## What needs to be done:
A faithful, word-for-word copy of the records is required, and it must contain no pictures.

=== Information shown ===

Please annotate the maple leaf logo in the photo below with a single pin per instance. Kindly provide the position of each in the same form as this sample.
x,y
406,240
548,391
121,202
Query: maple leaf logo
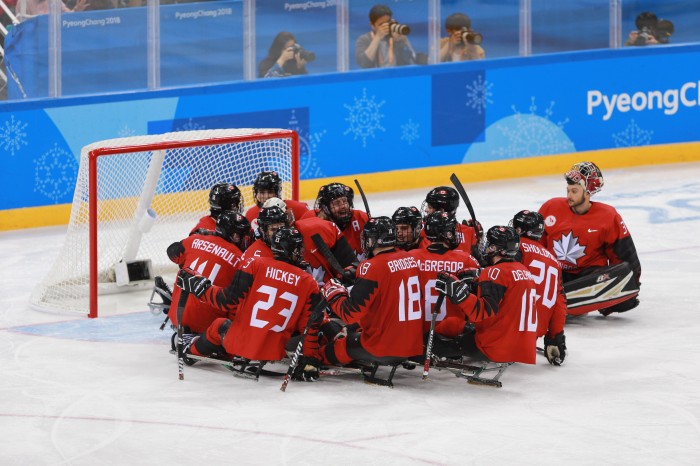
x,y
567,248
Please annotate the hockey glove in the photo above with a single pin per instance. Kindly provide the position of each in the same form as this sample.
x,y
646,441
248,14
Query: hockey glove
x,y
195,284
307,370
452,287
333,290
555,349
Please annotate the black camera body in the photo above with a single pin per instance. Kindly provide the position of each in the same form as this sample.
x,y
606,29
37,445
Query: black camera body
x,y
471,37
397,28
304,54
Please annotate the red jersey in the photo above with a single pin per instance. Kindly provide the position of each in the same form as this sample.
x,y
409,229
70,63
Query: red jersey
x,y
594,239
205,223
504,313
352,230
386,302
436,259
210,256
465,234
551,301
298,208
267,301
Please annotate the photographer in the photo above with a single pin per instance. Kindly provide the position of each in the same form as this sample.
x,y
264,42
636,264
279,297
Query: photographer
x,y
461,43
386,45
650,30
284,58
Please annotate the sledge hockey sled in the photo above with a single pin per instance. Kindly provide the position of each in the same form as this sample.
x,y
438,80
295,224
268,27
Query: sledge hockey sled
x,y
600,290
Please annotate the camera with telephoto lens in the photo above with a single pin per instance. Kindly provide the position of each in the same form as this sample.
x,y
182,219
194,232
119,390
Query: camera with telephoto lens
x,y
397,28
304,54
470,37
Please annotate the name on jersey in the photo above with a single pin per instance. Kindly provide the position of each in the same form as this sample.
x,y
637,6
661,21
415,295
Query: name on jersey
x,y
537,250
282,276
521,275
439,266
402,264
215,250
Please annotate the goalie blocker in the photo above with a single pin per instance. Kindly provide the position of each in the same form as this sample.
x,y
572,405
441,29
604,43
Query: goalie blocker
x,y
601,289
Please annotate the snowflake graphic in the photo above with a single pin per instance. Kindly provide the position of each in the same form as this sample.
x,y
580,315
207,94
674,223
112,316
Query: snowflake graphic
x,y
55,173
12,135
479,94
409,131
568,249
365,117
531,134
632,136
308,145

===

## Task answer:
Please annotate the maple leaf logo in the photo below with a single pin per instance. Kindly provide the position of each in the same form as this sample.
x,y
406,240
548,391
121,202
Query: maple leaf logo
x,y
567,248
Please annotate the hockey glove in the photo above with a single pin per instance. Kindly provide the position of each in the same form as this sample.
x,y
646,441
248,14
Query: hockey glove
x,y
195,284
307,370
452,287
333,290
555,349
Please annotate the black camera body in the photo above with a single pin per instance. Kindly provide the position of each in the same form as this sample.
x,y
606,29
37,445
Query: black camera body
x,y
471,37
397,28
304,54
Please annotate the red jersey in the photo above with a single pin per instance. Kindly provide the position of each in the same form as this sample.
x,y
409,229
70,63
Query: red jersey
x,y
594,239
205,223
504,313
352,230
386,302
436,259
210,256
465,234
551,301
298,208
267,301
Please annotate the photographer in the photo above with a single pin per instance. Kindly provide the position of each in the same form as this sample.
x,y
264,42
636,264
279,297
Query: photographer
x,y
461,43
386,45
650,30
284,58
Please annotate the sledge hockey sled in the photo above with a single pin per instance. Kindly provide the position of each in the same form as this sample.
x,y
438,80
295,224
268,27
Query: sledge hockey sled
x,y
600,290
Please annotate the camera with telephoto lens in the photo above with a single pin per instance. Kindly provide the position of each in the same form as this sample.
x,y
182,219
194,232
119,390
Query: camera with telephoto lens
x,y
397,28
304,54
470,37
Please annotate the name on jersey in the photo above with a single pin per instance. Kindly provide the position of each in the same form as this sample.
x,y
637,6
661,21
415,295
Query: name on jersey
x,y
537,250
282,276
521,275
439,266
402,264
215,250
Please annotate the goalie blocker in the photo above with a single pin per instance. Kindly provide the position of each in the same form as this sample.
x,y
572,405
441,29
604,43
Query: goalie blocker
x,y
601,289
Please annotate the snowflake graphic in the photo above with a single pin per instance. Kindly provide the position of each in the same form as this sample.
x,y
580,315
207,94
674,223
112,316
Query: snowflake graphic
x,y
55,173
12,135
479,94
409,131
568,249
365,117
531,134
632,136
308,145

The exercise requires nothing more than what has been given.